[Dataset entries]
########

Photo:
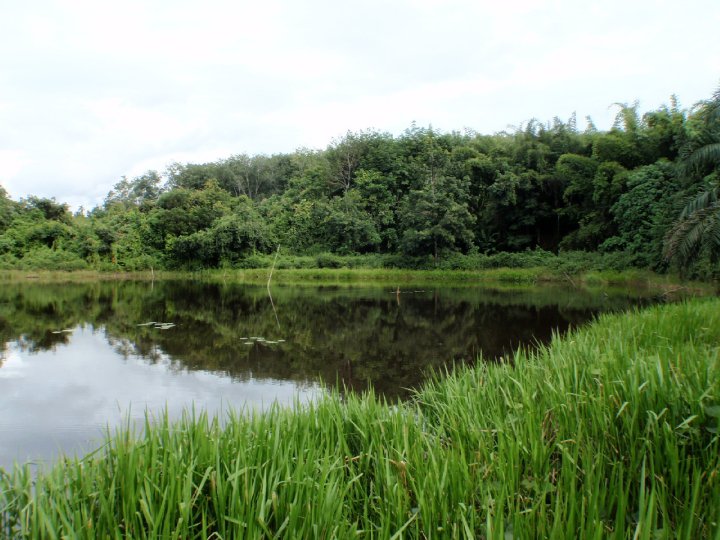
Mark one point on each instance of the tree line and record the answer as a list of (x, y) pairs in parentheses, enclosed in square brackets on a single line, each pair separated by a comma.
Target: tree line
[(646, 189)]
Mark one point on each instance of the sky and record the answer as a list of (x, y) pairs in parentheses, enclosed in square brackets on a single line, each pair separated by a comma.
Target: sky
[(92, 91)]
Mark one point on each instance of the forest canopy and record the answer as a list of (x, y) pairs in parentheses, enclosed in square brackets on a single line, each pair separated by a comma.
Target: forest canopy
[(642, 194)]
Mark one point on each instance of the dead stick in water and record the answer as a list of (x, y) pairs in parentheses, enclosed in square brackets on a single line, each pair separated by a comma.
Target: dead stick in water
[(268, 286)]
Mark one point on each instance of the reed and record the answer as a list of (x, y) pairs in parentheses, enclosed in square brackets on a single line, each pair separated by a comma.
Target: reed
[(610, 431)]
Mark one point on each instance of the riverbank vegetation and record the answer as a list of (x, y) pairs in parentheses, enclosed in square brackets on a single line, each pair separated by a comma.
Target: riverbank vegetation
[(610, 431), (641, 195)]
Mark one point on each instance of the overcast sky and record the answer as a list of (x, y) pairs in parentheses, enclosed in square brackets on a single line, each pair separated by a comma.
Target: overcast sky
[(92, 90)]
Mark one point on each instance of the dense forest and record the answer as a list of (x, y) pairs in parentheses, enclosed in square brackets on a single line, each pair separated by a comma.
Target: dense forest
[(643, 194)]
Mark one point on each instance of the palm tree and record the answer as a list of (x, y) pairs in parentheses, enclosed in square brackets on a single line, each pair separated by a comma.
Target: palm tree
[(697, 229)]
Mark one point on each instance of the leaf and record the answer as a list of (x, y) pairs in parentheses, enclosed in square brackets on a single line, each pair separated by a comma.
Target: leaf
[(713, 411)]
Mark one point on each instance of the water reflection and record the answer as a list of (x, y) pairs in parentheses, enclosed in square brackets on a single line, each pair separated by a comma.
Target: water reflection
[(78, 357)]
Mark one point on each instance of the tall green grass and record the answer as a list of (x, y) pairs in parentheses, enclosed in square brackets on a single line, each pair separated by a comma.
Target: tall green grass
[(611, 431)]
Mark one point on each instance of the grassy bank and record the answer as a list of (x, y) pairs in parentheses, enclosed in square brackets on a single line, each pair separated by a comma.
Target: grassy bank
[(611, 431), (386, 277)]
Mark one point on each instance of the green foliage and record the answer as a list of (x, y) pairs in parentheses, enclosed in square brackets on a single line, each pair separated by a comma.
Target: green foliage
[(416, 199), (604, 433)]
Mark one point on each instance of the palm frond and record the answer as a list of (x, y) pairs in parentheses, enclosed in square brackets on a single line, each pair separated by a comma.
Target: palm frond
[(703, 200), (699, 229), (707, 155)]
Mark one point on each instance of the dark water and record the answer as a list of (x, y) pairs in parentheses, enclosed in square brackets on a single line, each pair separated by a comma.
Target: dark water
[(77, 358)]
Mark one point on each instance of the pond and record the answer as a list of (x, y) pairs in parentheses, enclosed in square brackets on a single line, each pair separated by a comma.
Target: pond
[(76, 359)]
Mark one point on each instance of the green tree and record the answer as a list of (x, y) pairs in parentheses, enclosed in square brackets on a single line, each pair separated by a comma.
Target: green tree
[(697, 230)]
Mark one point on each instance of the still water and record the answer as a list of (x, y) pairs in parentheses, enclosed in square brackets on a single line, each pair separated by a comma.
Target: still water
[(77, 359)]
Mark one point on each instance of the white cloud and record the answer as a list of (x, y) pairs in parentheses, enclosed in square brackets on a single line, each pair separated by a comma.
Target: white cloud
[(92, 91)]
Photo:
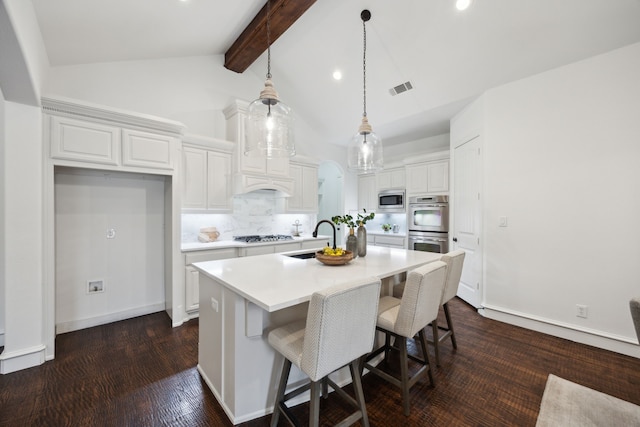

########

▸ TASK REQUIREMENTS
A word-for-word copy of the lines above from the one with "Target: dense forest" through the one with "Mark one point on each instance of the water", inclusive, is the only output wanted.

▸ ANSWER FOR THE TASK
Target: dense forest
[(643, 194)]
Mark one point on each instance of the palm tree and record the answer as a list of (x, y) pairs in parentheses, enclosed in square brackets on a single line, each pair separated by a comma.
Target: palm tree
[(697, 229)]
Mark one point on each instance of the leaf and record the answer as a list of (x, y) pairs in parentheses, enclosed in square brackets on a single line, each pair separated by a comma.
Target: leaf
[(713, 411)]
Mark one point on each instance of the water reflection and record the answer as a list of (x, y) pairs in parentheses, enclosed in square brackets on a single line, each pair separated by a comma.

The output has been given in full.